## Instrução
No trecho sobre o crescimento do País, quais dois nomes são citados como exemplos de gente de peso, com carreira política, na época da Constituinte?

:: Trecho do texto

Quais fatores impedem o crescimento do País?
Desde o início do ano discutimos apenas como
fechar a arrecadação com o gasto, como empatar um lado com o outro, mas não
como crescer. Não estamos discutindo crescimento, apenas equilíbrio
orçamentário. E mesmo assim não equilibramos: entramos com déficit para o ano
que vem. Ou seja, o primeiro elemento é econômico.
O segundo elemento, e aqui concordo com os
críticos, é que o elenco está muito abaixo do enredo. Temos uma crise grave, um
problema sério a resolver, mas, infelizmente, alguns ministros do Supremo e a
quase totalidade do Congresso Nacional deixam a desejar.
Durante a Constituinte, era fácil nomear 20
de alta qualidade, de A a Z, no espectro ideológico. De Roberto Campos a Mário
Covas, tínhamos gente de peso, com carreira política. Hoje é difícil indicar
cinco. Não temos. Por várias razões que não posso explorar, estamos numa
entressafra política, uma geração de má qualidade. Isso não há dúvida.
Como resolver isso? As eleições de 2026 são
um caminho?

::::
:: Registros fornecidos

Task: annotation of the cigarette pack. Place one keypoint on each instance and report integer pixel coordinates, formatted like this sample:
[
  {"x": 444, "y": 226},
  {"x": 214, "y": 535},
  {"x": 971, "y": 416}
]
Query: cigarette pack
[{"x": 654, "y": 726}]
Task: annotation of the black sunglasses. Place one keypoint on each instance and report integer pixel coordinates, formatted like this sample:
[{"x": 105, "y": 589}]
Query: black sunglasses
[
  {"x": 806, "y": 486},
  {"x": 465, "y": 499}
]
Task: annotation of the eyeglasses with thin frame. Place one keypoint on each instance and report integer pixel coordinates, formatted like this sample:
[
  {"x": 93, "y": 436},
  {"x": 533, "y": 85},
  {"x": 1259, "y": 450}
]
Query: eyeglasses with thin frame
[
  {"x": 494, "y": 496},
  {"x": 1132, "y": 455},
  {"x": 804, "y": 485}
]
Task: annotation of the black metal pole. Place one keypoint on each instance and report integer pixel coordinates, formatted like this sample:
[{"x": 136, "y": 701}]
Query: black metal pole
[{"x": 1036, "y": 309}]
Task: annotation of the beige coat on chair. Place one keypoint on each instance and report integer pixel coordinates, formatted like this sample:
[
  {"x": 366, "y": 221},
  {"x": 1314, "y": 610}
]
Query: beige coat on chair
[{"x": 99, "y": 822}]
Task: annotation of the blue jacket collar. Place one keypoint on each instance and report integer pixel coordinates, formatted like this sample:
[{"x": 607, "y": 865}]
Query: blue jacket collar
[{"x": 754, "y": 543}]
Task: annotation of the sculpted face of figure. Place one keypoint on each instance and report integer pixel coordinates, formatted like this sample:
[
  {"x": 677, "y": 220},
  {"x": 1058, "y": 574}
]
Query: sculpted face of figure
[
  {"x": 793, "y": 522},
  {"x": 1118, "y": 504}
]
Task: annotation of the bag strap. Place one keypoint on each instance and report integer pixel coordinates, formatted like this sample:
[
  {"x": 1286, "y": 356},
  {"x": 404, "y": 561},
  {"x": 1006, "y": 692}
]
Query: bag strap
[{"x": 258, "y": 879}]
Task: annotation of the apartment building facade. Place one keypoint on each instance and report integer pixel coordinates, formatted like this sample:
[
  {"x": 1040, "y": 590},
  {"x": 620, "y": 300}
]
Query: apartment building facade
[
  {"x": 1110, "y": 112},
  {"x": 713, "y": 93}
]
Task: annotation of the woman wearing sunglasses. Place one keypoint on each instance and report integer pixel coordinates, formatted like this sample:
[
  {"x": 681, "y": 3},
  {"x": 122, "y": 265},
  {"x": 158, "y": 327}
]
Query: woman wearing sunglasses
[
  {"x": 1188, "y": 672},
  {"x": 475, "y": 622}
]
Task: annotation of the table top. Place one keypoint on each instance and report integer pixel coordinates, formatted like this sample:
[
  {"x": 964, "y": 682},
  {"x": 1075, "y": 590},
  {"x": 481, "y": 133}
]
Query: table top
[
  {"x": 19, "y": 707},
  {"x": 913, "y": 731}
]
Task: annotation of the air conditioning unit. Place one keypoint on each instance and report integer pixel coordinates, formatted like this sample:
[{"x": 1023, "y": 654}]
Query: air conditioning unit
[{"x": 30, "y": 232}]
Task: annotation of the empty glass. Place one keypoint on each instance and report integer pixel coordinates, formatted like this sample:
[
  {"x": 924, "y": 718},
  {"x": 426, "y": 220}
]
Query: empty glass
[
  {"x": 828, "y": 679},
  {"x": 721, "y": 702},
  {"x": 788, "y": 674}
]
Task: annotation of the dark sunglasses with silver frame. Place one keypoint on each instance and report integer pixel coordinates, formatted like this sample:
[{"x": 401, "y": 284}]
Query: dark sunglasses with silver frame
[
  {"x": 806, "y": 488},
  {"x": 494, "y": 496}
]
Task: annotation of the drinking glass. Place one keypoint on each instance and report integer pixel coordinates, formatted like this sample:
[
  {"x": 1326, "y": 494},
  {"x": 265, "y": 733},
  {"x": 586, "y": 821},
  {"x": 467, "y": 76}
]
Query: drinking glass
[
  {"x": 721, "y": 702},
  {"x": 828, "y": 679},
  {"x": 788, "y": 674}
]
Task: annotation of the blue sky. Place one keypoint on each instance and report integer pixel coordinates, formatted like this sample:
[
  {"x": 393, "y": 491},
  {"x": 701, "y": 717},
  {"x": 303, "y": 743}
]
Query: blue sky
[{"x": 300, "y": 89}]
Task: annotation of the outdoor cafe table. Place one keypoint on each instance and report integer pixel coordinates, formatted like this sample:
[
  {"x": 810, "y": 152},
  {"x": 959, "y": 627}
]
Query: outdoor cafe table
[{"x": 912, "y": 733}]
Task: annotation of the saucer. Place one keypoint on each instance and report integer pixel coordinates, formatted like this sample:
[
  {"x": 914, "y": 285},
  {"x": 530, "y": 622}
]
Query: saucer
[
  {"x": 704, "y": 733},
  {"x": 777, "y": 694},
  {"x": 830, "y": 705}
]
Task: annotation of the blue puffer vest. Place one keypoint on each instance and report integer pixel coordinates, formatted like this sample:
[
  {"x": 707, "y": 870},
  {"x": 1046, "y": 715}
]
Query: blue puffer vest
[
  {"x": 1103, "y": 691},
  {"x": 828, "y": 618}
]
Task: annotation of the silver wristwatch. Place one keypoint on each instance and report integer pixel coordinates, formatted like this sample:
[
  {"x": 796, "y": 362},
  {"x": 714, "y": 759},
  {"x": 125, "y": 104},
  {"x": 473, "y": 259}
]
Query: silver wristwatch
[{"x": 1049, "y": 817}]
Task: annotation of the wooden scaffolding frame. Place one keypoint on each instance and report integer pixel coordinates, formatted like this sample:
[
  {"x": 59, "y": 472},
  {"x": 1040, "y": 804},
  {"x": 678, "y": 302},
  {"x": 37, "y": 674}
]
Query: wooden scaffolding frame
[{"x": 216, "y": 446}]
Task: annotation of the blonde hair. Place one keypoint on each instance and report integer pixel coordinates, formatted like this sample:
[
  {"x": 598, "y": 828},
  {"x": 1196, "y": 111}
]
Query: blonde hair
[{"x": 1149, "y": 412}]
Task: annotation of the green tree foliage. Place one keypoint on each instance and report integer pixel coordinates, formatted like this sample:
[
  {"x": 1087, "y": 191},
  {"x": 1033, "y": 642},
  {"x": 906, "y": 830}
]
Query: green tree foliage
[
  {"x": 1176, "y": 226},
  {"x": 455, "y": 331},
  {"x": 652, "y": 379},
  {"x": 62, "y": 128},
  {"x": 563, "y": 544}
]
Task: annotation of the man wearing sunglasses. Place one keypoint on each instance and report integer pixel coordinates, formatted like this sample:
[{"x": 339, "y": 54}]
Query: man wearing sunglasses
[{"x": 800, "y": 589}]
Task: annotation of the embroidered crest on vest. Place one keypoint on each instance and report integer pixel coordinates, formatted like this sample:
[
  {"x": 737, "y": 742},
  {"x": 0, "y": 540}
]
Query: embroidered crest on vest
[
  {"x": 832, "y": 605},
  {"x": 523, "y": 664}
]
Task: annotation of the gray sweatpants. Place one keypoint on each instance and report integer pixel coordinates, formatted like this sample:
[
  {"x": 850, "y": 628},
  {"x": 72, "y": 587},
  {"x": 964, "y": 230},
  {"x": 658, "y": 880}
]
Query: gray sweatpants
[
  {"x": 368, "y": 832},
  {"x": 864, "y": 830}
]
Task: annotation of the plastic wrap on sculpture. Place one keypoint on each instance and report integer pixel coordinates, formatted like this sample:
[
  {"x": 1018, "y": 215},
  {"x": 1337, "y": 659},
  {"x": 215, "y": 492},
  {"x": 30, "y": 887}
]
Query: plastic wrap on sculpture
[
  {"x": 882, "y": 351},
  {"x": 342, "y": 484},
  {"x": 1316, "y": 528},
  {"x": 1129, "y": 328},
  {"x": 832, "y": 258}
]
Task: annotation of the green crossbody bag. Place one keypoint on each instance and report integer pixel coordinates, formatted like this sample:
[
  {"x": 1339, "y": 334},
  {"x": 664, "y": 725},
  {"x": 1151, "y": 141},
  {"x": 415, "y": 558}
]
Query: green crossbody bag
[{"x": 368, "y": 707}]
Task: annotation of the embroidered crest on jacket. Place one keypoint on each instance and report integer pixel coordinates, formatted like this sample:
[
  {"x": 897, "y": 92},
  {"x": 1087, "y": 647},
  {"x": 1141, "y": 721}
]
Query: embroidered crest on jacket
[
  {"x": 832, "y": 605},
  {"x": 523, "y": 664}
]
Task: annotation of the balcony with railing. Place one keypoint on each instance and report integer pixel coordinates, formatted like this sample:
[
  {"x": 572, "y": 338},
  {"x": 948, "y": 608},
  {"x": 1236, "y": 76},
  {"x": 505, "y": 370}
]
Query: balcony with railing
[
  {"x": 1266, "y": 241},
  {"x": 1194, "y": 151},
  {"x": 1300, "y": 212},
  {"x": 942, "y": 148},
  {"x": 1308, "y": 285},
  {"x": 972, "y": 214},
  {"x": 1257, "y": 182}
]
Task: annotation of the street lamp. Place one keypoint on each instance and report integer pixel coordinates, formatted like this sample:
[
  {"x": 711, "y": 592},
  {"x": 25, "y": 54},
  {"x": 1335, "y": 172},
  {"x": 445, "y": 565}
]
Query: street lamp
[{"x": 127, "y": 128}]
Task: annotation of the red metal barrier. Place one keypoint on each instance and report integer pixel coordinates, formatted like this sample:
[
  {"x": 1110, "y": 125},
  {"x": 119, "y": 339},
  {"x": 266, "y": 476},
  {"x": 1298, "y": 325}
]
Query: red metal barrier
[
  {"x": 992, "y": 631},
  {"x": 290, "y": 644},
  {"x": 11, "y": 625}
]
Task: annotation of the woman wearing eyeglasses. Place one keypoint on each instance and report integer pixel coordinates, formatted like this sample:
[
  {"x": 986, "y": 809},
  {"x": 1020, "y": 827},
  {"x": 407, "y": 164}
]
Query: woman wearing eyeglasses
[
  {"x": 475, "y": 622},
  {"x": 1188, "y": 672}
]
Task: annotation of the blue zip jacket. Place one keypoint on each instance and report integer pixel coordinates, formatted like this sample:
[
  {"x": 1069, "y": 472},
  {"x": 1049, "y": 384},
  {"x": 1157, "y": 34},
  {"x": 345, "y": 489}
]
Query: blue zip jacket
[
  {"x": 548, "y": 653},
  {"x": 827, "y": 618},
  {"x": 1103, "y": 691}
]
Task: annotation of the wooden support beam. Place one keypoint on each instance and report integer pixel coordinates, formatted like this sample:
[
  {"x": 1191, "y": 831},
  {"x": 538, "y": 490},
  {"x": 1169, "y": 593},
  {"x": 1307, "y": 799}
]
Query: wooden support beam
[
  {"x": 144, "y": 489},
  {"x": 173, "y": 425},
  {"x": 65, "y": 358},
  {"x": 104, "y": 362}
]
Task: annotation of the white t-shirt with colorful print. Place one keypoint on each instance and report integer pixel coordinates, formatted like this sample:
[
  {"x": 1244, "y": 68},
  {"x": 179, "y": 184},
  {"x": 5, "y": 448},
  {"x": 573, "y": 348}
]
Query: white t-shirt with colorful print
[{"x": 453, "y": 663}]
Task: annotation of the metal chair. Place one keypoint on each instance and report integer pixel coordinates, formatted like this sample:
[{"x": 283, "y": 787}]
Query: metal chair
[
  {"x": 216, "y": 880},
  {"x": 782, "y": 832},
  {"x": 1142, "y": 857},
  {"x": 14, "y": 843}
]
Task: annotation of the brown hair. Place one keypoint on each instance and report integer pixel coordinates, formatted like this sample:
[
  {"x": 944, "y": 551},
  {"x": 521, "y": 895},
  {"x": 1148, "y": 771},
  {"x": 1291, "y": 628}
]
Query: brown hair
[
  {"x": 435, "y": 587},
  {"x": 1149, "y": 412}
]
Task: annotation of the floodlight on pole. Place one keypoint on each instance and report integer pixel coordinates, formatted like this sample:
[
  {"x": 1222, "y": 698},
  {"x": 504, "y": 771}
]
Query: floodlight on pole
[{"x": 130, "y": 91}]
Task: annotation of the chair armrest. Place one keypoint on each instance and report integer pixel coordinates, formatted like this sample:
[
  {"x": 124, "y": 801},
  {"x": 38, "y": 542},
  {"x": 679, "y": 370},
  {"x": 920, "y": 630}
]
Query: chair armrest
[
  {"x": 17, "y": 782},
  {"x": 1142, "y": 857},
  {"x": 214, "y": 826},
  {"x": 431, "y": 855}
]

::::

## Resposta ao exercício
Roberto Campos e Mário Covas.